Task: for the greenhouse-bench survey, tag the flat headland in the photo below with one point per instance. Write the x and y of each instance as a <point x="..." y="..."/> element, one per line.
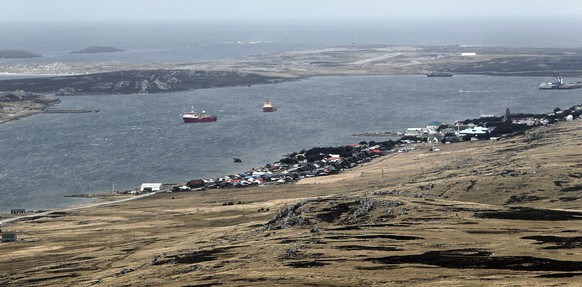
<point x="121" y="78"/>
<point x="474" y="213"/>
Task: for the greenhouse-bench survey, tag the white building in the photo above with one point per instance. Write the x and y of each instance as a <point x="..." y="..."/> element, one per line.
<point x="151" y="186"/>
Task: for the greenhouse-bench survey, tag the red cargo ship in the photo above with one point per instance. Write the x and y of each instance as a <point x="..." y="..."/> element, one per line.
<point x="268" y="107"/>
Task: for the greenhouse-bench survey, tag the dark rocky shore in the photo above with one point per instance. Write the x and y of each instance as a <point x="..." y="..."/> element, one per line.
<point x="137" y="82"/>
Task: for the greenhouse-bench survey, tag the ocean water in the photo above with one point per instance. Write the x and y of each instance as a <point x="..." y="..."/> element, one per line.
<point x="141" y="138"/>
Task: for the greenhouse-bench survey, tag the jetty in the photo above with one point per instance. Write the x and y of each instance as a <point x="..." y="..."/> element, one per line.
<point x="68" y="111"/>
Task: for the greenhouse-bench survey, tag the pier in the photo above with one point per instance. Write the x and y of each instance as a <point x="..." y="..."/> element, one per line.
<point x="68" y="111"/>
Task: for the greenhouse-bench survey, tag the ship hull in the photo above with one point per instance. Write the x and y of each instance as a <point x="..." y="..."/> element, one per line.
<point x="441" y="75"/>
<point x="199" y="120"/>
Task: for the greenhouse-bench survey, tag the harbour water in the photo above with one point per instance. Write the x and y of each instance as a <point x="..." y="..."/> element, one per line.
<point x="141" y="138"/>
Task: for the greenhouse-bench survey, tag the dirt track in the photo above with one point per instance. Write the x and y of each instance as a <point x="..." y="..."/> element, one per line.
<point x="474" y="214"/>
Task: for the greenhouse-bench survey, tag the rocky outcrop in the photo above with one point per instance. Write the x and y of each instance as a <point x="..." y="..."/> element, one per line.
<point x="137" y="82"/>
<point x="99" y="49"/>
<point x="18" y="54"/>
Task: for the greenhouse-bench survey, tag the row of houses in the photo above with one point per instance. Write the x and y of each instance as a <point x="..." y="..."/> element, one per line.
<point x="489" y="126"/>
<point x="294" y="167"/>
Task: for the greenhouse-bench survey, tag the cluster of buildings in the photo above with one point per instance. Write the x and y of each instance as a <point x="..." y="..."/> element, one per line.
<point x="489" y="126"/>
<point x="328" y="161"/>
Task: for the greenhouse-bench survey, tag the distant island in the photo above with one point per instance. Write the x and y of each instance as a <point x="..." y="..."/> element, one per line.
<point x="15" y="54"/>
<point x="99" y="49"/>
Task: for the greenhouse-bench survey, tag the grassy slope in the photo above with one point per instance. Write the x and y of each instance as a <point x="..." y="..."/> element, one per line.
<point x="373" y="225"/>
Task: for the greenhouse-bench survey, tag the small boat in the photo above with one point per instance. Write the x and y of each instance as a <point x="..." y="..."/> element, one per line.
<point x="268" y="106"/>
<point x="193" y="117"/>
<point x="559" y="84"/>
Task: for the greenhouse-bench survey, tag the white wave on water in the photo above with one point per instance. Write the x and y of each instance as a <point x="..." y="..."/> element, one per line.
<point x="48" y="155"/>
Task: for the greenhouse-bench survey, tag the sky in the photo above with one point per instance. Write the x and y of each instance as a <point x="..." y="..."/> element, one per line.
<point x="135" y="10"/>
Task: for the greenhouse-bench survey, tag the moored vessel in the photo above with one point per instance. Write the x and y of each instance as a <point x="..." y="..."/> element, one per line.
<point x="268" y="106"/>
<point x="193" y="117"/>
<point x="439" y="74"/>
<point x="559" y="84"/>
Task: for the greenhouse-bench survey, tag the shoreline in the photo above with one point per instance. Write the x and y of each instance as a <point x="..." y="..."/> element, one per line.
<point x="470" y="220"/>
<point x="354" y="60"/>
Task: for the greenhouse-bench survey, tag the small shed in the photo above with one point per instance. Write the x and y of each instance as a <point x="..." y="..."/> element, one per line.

**********

#### Problem to solve:
Copy all of the records above word for word, and leave the pictures out.

#### Reply:
Task: for the greenhouse-bench survey, tag the flat headland in the photo below with one point per instance. Write the x and y of each instance as a <point x="..." y="..."/> element, one per line.
<point x="121" y="78"/>
<point x="474" y="213"/>
Task: for the greenhouse-bench survey, tag the white building in the photo above with one point per instance. Write the x and y of each instance as a <point x="..." y="..."/> element, one per line.
<point x="151" y="186"/>
Task: for the greenhouse-bench survey, tag the red cargo ship in the photo above with one point per instance. Write the x and y of each instance as a <point x="..." y="..."/> element, one per line.
<point x="268" y="107"/>
Task: for the greenhouse-bench survey, tag the dark rocky shore in the photo above with one point per instance. Write the x and y of each instance as a <point x="..." y="..."/> element, one per line.
<point x="137" y="82"/>
Task: for the greenhouse-bench survey, tag the ocean water in the photo above with one point per instance. Write the x and y of each instance as a <point x="..." y="..."/> element, one per line.
<point x="141" y="138"/>
Task: for the greenhouse-bench survey, tag the jetty in the photo above with one point per instance. Write the x and y of each instance as a <point x="..." y="..."/> element, one per line.
<point x="68" y="111"/>
Task: for the greenhouse-bench survey, tag the pier in the photo above with one point per instance. Write the x and y of each instance as a <point x="..." y="..."/> element, one per line.
<point x="68" y="111"/>
Task: for the greenhouse-bench survey, tag the ship hull in the photo above with one point per instance. Write the x and y of each instance as a <point x="..." y="..."/> element, one per line.
<point x="441" y="75"/>
<point x="199" y="120"/>
Task: for the greenhouse-bench survey, tag the harbour water in the photo above with one point per instance. Write the x and y of each instance as a <point x="..." y="..."/> element, one per line.
<point x="141" y="138"/>
Task: for the greenhouse-bench survey, tag the dirt track in the photo above with one point per instance. Write the x and y of each instance as a <point x="..." y="..."/> element, one per line.
<point x="474" y="214"/>
Task: for the greenhouse-bench survey, tag the rocky outcrop in the photo above with one point per instance. Write the x and y of each instance as a <point x="..." y="..."/> element, one per line.
<point x="137" y="82"/>
<point x="99" y="49"/>
<point x="18" y="54"/>
Task: for the greenhouse-bench survey, tag the row of houses in the photo above with one point per instance. Write the x and y of each instance as a <point x="..." y="..."/> element, one per line.
<point x="489" y="126"/>
<point x="294" y="167"/>
Task: for the greenhouse-bench survey, tag the cluster of buildings in the photo above with one point per instance. Write the x and y of each instance as a <point x="..." y="..."/> element, one per line.
<point x="489" y="126"/>
<point x="328" y="161"/>
Task: for the greenhouse-bench survey, tag the distant island in the photo above with one point per instance. Write the x and y of each instance as a <point x="..." y="..."/> element, one per line.
<point x="15" y="54"/>
<point x="99" y="49"/>
Task: for the greenhouse-bench survey, tag the grassy slope in the photo above with one point per instance. Write the x and y of each instance as a <point x="..." y="..."/> element, one per line.
<point x="373" y="225"/>
Task: for the greenhouse-bench survey, tag the small boat in the photo above with one point per instance. Write the x and y of each instance as a <point x="..." y="..."/> element, one per line.
<point x="268" y="106"/>
<point x="193" y="117"/>
<point x="559" y="84"/>
Task: for the greenhouse-bench survey, tag the white wave on water in the photo above with one point per instance. Write the x and y of each instance as a <point x="..." y="..."/> element, one per line.
<point x="48" y="155"/>
Task: for the greenhouse-bench survey, tag the sky in the photo above with one point per instance. Write the x and y of each instance as a <point x="..." y="..."/> element, one per line.
<point x="135" y="10"/>
Task: for the greenhouse-bench survey, tag the moored vessel in the photo above with one point per instance. Write the x and y of each instance as a <point x="..." y="..."/> element, one per line.
<point x="268" y="106"/>
<point x="193" y="117"/>
<point x="439" y="74"/>
<point x="559" y="84"/>
Task: for the greenhouse-bench survey, tag the shoreline in the photo above with one point per instance. Write the x and y of each instance as a <point x="..." y="..."/> element, one per line.
<point x="470" y="220"/>
<point x="354" y="60"/>
Task: for the greenhouse-bench survey, tag the small shed in the photo above with one point per instance. Write the x and y of each instance as a <point x="..." y="..."/> element, one per line.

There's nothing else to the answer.